Santa Claus was telling one of his elves: "If I multiply the age of three of my reindeer, I get 2450. If I add them up, I get the height of the Christmas tree in front of our house. Can you tell me how old the reindeer are?” After the elf went outside and measured the height of the Christmas tree, he came back and complained: “I’m sorry, but I don’t know the solution”. Santa Claus replies: “Oh, I’m sorry, I forgot to tell you that the oldest Reindeer is still younger than me.”

The question is: “How old is Santa Claus?”

My solution involved finding the following steps:

  1. Find unordered factorizations of 2450 using code from Mma Journal, returning a list of lists of factorizations (these do not include 1 as a factor)
  2. Keep only factorizations of 3 or fewer terms, and padding the shorter ones with 1's if necessary, e.g. 2450 = 2450*1*1 = 490*5*1 = 25*14*7 ...
  3. Testing for duplicates within the sum of these triples, using GatherBy code I found locally (because the elf would only be confused if two triples added to the same thing)

- What the task requires -
Reproduce the reindeer age puzzle post word for word, from its first sentence through the last numbered step.

- Supplied data -
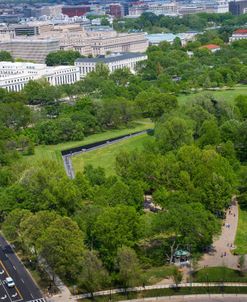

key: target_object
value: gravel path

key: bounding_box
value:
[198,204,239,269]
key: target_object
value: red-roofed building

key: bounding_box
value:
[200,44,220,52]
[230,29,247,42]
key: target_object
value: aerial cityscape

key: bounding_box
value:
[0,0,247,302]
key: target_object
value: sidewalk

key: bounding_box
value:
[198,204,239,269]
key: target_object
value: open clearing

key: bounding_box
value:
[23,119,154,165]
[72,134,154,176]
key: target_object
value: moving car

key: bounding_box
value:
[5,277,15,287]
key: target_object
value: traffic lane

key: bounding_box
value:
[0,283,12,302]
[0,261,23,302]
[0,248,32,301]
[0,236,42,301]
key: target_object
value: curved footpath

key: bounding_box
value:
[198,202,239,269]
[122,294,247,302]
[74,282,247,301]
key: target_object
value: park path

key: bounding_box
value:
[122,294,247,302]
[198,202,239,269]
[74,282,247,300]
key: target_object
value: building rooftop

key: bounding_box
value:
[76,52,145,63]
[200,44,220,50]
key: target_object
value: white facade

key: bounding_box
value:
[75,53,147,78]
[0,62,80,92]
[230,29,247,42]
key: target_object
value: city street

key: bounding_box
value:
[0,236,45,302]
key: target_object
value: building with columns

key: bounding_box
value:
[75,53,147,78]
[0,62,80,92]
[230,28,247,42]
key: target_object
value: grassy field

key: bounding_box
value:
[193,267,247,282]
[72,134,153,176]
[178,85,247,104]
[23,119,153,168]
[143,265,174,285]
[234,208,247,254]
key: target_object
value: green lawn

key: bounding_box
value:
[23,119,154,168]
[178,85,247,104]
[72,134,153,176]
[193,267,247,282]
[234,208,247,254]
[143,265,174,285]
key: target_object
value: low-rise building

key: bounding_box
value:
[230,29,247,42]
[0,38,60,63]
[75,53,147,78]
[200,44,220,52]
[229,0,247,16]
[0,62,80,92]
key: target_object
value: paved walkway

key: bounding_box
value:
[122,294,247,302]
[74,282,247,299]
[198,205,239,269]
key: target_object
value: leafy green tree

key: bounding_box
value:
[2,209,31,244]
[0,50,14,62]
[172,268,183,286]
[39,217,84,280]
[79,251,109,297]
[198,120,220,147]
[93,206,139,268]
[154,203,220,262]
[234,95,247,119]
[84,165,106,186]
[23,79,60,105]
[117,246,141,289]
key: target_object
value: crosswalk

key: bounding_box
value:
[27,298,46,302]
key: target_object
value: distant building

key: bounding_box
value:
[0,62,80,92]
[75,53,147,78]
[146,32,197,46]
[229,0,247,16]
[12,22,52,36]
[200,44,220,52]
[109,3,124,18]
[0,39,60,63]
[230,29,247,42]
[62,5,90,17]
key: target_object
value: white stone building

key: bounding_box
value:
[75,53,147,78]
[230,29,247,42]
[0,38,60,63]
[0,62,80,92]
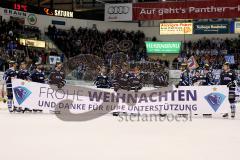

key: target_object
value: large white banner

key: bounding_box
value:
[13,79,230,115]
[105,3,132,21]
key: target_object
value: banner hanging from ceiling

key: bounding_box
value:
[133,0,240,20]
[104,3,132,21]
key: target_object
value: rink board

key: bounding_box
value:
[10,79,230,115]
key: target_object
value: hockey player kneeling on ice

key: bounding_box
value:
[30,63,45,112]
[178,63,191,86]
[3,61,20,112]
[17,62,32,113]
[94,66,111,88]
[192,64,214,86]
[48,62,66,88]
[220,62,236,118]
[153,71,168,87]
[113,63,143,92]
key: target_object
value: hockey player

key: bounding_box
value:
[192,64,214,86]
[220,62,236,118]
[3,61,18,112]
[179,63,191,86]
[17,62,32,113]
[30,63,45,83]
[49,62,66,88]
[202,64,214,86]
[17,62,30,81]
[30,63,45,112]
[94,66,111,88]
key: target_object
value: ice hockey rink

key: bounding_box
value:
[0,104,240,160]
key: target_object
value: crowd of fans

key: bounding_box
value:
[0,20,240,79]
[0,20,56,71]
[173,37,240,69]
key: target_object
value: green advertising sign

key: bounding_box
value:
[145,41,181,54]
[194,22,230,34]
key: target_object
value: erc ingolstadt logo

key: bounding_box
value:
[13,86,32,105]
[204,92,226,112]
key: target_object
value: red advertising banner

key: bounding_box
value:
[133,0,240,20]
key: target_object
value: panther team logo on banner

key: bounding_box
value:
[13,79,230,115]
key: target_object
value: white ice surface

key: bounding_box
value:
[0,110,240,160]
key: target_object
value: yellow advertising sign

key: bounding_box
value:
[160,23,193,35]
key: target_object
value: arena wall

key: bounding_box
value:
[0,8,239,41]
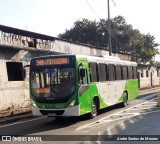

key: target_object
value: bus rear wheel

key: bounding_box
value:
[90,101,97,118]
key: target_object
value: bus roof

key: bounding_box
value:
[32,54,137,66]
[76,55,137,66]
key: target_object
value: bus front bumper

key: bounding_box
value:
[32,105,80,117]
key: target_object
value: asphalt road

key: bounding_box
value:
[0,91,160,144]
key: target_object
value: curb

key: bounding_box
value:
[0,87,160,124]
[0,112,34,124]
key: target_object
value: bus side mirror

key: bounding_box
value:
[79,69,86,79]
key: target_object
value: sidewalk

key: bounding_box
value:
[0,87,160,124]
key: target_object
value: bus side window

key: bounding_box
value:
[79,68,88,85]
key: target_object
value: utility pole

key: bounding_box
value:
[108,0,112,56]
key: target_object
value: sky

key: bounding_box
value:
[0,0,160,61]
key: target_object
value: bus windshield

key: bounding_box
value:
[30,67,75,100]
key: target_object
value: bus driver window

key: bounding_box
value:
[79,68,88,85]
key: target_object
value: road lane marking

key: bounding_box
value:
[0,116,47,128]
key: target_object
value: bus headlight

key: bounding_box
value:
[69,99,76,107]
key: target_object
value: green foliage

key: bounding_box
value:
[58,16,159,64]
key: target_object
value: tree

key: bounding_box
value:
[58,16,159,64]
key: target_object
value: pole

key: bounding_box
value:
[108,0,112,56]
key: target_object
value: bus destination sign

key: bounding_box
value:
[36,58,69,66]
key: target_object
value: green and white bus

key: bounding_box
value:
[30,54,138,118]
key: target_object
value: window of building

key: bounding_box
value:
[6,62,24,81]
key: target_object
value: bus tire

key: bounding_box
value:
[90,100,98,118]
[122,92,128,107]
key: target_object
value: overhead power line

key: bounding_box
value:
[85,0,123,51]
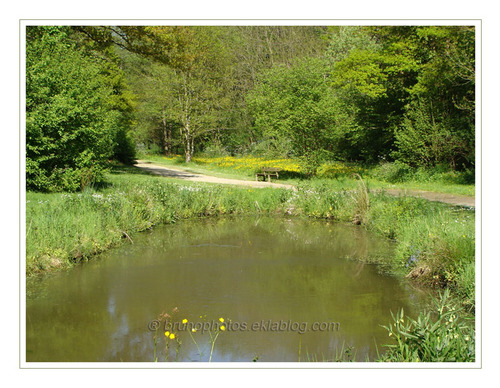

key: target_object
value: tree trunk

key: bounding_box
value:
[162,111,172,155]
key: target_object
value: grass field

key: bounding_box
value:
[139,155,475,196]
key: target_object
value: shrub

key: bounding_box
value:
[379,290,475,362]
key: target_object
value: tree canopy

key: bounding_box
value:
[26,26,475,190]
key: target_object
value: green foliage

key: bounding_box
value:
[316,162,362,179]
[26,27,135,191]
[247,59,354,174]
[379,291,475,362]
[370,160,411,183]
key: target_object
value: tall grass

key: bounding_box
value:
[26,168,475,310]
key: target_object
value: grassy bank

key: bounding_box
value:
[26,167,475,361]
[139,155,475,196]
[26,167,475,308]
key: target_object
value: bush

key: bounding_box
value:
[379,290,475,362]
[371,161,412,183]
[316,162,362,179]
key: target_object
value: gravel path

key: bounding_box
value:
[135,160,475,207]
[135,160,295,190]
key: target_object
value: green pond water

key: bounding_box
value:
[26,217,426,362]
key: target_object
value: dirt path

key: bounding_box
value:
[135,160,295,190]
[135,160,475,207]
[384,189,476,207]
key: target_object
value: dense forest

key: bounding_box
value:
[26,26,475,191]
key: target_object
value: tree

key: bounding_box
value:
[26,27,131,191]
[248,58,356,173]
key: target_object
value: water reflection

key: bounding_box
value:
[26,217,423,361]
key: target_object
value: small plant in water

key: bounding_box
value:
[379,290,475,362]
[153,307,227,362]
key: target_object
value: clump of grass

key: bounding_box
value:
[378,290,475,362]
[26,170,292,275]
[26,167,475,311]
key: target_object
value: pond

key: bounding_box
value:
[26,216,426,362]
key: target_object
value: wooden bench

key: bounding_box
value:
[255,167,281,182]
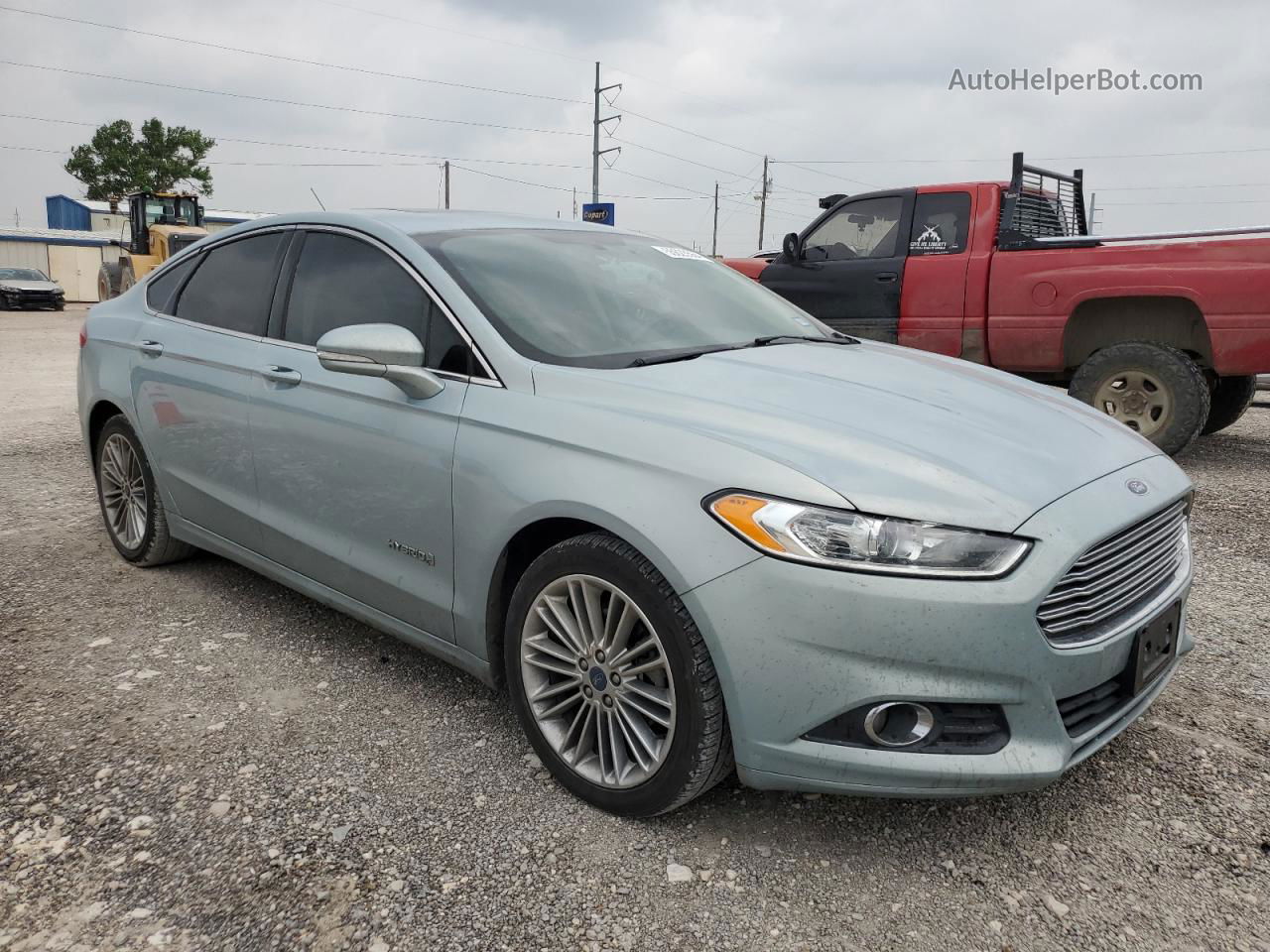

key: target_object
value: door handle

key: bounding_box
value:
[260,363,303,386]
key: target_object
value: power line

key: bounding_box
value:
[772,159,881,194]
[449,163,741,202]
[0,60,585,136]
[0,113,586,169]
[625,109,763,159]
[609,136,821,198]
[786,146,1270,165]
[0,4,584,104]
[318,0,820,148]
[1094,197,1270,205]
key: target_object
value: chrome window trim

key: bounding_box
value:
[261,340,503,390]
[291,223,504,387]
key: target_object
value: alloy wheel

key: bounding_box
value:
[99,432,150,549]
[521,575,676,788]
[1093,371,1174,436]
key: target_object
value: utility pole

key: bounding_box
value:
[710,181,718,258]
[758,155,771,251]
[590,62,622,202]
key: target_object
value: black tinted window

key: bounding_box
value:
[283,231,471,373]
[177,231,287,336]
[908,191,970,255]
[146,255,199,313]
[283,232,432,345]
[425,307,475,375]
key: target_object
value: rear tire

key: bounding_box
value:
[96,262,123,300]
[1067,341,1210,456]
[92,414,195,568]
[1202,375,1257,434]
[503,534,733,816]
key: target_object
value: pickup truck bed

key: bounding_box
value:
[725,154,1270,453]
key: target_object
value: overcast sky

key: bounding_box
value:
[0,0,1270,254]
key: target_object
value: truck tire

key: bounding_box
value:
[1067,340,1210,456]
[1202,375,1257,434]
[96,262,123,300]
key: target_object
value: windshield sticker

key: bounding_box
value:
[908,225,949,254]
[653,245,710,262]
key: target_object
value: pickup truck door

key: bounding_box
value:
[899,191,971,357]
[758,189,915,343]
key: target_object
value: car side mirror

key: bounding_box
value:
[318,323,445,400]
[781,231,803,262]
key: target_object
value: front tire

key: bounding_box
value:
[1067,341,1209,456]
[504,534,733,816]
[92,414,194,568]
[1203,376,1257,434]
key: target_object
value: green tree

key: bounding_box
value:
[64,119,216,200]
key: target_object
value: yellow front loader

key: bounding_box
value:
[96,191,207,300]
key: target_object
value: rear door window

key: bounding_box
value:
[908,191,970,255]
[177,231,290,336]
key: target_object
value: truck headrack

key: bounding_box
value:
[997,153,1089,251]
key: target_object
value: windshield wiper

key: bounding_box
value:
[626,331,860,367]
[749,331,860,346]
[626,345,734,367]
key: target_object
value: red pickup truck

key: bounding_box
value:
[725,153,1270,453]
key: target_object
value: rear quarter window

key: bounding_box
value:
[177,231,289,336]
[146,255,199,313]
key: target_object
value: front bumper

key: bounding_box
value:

- The response -
Santa Claus was telling one of his elves: "If I multiply the age of three of my reindeer, I get 2450. If I add them up, I get the height of the Christmas tree in front of our house. Can you tell me how old the reindeer are?” After the elf went outside and measured the height of the Christmas tree, he came back and complained: “I’m sorry, but I don’t know the solution”. Santa Claus replies: “Oh, I’m sorry, I forgot to tell you that the oldest Reindeer is still younger than me.”

The question is: “How old is Santa Claus?”

My solution involved finding the following steps:

  1. Find unordered factorizations of 2450 using code from Mma Journal, returning a list of lists of factorizations (these do not include 1 as a factor)
  2. Keep only factorizations of 3 or fewer terms, and padding the shorter ones with 1's if necessary, e.g. 2450 = 2450*1*1 = 490*5*1 = 25*14*7 ...
  3. Testing for duplicates within the sum of these triples, using GatherBy code I found locally (because the elf would only be confused if two triples added to the same thing)